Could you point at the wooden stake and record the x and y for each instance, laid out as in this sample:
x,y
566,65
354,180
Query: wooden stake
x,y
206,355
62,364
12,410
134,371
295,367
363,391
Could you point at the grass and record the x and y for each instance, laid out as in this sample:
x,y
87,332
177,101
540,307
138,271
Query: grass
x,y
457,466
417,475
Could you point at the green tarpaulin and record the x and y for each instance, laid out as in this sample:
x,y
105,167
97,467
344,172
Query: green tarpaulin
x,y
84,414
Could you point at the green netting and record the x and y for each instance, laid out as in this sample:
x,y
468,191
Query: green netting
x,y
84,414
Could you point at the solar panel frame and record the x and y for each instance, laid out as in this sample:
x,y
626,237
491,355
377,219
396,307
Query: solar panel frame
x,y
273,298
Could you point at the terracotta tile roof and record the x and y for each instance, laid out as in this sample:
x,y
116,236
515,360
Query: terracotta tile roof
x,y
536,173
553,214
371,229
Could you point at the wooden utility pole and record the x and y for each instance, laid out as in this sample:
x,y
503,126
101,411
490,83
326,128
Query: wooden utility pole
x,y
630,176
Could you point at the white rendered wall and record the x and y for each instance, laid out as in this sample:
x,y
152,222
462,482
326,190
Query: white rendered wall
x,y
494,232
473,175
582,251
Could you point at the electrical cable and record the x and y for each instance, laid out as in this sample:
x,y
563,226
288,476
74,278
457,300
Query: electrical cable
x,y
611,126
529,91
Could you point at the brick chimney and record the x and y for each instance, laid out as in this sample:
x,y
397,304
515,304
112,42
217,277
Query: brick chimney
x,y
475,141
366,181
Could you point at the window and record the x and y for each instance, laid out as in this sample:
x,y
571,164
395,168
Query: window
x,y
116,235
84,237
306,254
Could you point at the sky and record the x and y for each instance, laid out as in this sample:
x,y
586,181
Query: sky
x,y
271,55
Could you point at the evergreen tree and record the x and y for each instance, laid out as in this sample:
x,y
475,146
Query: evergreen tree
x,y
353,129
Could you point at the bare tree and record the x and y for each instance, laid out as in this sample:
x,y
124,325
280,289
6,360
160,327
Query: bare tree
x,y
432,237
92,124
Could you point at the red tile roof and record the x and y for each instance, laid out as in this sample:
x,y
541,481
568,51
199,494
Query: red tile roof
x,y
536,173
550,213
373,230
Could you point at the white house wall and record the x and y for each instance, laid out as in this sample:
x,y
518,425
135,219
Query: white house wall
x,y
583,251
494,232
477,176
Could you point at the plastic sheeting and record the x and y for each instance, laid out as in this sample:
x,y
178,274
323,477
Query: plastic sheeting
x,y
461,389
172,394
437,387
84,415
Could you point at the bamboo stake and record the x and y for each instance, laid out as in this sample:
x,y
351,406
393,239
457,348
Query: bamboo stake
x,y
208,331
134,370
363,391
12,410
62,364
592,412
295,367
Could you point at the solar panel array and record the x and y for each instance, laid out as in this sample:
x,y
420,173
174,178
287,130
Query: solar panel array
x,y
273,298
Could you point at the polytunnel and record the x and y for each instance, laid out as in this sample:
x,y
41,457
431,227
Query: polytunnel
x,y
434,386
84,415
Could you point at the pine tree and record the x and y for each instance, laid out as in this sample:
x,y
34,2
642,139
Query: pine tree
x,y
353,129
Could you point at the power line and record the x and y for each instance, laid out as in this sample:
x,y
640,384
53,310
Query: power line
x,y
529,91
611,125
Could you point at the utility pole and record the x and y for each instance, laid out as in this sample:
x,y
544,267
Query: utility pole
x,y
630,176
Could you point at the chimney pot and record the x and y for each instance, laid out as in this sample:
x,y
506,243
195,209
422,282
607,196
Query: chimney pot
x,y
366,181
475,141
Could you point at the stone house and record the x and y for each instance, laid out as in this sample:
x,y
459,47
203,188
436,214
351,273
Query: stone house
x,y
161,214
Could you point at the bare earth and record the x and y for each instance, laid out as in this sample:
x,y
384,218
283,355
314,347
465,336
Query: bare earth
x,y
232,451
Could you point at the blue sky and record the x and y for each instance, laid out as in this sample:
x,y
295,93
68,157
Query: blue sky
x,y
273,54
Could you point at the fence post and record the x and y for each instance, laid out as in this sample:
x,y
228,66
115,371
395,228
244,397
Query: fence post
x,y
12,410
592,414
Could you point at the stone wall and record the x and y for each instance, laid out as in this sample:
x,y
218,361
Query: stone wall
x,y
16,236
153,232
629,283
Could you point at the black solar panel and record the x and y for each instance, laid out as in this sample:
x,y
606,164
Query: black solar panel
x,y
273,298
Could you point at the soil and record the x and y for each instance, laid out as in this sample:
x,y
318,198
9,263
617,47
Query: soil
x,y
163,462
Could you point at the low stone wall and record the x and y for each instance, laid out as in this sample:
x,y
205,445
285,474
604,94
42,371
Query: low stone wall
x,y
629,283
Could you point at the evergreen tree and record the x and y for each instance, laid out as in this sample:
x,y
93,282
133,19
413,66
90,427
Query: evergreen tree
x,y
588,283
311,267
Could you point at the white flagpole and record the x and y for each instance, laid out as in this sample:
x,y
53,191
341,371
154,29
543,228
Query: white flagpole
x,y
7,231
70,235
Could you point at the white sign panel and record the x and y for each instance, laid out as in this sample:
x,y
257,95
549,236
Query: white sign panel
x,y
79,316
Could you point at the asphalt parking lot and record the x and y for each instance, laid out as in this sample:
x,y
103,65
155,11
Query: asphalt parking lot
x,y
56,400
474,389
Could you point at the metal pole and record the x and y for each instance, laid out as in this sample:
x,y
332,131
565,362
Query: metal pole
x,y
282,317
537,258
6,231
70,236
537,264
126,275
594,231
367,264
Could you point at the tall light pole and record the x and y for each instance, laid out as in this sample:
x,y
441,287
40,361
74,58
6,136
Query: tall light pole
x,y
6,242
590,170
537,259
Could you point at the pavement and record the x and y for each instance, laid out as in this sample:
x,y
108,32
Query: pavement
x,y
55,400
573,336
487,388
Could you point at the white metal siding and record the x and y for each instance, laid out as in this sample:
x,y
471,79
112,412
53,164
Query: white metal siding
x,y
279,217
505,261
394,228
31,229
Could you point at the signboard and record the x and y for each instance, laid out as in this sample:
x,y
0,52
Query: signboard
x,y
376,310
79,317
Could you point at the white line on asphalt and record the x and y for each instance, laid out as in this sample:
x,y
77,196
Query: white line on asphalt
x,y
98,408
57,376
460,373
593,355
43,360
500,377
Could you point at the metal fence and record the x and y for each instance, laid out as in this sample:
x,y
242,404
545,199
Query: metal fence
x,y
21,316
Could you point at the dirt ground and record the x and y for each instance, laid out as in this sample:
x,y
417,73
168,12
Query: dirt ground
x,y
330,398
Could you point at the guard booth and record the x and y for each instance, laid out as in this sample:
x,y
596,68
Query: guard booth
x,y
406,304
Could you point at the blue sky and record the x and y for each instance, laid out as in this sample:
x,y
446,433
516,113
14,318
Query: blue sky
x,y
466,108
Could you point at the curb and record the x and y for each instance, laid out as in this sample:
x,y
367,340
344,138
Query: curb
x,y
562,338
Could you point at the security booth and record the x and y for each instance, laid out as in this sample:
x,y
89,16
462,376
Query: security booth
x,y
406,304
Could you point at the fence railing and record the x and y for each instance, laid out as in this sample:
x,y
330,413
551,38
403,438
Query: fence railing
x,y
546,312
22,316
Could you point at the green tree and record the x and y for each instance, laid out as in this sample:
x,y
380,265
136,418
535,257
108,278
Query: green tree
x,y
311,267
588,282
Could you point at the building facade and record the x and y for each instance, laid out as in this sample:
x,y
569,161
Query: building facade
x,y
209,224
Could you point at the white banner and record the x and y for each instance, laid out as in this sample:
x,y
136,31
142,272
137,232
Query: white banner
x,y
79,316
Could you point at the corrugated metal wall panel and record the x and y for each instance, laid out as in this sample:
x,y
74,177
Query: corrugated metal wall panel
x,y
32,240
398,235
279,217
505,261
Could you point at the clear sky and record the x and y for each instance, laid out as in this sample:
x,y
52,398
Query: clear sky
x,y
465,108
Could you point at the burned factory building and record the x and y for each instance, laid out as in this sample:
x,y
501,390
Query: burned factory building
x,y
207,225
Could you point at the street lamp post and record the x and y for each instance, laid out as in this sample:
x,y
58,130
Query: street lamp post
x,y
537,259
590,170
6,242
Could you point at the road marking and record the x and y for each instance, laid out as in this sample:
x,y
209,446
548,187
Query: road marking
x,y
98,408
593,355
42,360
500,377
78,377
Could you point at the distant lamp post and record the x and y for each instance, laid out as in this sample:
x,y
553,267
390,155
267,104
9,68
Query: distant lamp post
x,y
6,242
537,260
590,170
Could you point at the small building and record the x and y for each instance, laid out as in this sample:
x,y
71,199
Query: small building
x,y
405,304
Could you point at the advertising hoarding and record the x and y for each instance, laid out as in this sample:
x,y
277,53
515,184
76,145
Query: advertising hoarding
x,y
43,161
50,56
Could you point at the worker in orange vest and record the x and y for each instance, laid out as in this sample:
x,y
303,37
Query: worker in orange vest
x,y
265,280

SHORT EXERCISE:
Reproduce the stretch from the line containing "Could you point at the worker" through the end of the entries, replacing "orange vest" with "yellow vest" and leaving everything else unchanged.

CORRECT RESPONSE:
Could you point at the worker in yellow vest and record the x and y for each instance, laid out as in this sample:
x,y
303,37
Query: worker in yellow vest
x,y
265,280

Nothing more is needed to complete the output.